- WHAT YOU NEED TO DO -
Turn the lines below into a numbered list, leaving out any blank lines.

- GIVEN INFORMATION -
┄┄┄┄┄┄

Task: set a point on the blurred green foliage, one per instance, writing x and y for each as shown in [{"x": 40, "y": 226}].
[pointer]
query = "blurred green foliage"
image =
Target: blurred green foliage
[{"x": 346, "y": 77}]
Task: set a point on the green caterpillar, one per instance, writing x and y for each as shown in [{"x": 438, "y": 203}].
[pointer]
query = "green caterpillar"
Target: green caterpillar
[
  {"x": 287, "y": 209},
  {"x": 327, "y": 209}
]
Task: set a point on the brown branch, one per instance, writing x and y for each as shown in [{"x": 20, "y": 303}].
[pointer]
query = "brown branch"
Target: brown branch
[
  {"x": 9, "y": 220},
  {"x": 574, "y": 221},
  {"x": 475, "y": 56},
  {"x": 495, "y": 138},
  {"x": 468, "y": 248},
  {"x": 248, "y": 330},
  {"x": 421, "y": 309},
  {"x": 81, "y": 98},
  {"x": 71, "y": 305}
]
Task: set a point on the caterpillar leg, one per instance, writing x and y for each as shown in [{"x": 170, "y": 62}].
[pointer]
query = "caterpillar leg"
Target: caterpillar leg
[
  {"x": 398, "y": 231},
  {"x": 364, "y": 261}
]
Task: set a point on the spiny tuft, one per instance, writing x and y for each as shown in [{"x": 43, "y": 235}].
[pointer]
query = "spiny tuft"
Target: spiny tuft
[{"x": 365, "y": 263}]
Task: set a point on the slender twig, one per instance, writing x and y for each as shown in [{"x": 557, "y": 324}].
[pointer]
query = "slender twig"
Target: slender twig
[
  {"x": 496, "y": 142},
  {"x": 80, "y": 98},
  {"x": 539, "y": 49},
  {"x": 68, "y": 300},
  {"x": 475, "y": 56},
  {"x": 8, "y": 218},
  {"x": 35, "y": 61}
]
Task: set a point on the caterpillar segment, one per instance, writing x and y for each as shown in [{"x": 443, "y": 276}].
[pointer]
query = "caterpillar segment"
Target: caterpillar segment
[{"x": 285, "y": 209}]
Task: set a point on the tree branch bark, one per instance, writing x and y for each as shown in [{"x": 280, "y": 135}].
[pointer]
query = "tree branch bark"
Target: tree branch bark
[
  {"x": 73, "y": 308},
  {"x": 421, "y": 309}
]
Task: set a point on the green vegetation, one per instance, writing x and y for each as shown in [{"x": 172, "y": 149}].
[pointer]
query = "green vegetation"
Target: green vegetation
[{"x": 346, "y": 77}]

┄┄┄┄┄┄

- ANSWER FOR THE TASK -
1. Task: set a point on the blurred green foliage, one per instance, writing x and y for each as shown in [{"x": 40, "y": 226}].
2. [pointer]
3. query = "blurred green foliage"
4. image =
5. Target: blurred green foliage
6. [{"x": 346, "y": 77}]
7. Task: set a point on the green caterpillar, one per instance, writing x and y for each as shown in [{"x": 438, "y": 203}].
8. [pointer]
9. query = "green caterpillar"
10. Target: green caterpillar
11. [
12.   {"x": 287, "y": 209},
13.   {"x": 327, "y": 209}
14. ]
15. Task: set a point on the brown branch, one per instance, writing x and y for each as shown in [{"x": 20, "y": 303}].
16. [pointer]
17. query = "brown branch"
18. Target: brown branch
19. [
20.   {"x": 9, "y": 220},
21.   {"x": 574, "y": 221},
22.   {"x": 475, "y": 56},
23.   {"x": 495, "y": 138},
24.   {"x": 468, "y": 248},
25.   {"x": 248, "y": 330},
26.   {"x": 421, "y": 309},
27.   {"x": 81, "y": 98},
28.   {"x": 71, "y": 305}
29. ]
30. Task: set a point on the caterpillar leg, one per instance, writing x and y for each as shown in [{"x": 170, "y": 62}].
31. [pointer]
32. query = "caterpillar leg"
33. Target: caterpillar leg
34. [
35.   {"x": 398, "y": 231},
36.   {"x": 364, "y": 261}
37. ]
38. Task: set a point on the spiny tuft, one per instance, writing x and y for each as shown in [{"x": 43, "y": 235}].
39. [pointer]
40. query = "spiny tuft"
41. Target: spiny tuft
42. [{"x": 365, "y": 263}]
43. Task: set a point on the slender twig, one per instance, writing x and y for each as shown in [{"x": 557, "y": 324}].
44. [pointer]
45. query = "slender twig"
46. Target: slender twig
47. [
48.   {"x": 496, "y": 142},
49.   {"x": 80, "y": 98},
50.   {"x": 539, "y": 49},
51.   {"x": 68, "y": 300},
52.   {"x": 475, "y": 56},
53.   {"x": 8, "y": 218},
54.   {"x": 35, "y": 61}
55. ]
56. Task: set a point on the caterpillar segment, one per instance, writing x and y for each as shown in [{"x": 443, "y": 276}].
57. [pointer]
58. query = "caterpillar segment"
59. Target: caterpillar segment
60. [{"x": 285, "y": 209}]
61. Task: set a point on the tree branch bark, one per instance, writing x and y for each as shown in [{"x": 280, "y": 135}].
62. [pointer]
63. query = "tree branch bark"
64. Target: tree branch bark
65. [
66.   {"x": 73, "y": 308},
67.   {"x": 421, "y": 309}
68. ]
69. Task: set a point on the green vegetation, one per instance, writing x and y for each as shown in [{"x": 172, "y": 149}].
70. [pointer]
71. query = "green vegetation"
72. Target: green vegetation
73. [{"x": 346, "y": 77}]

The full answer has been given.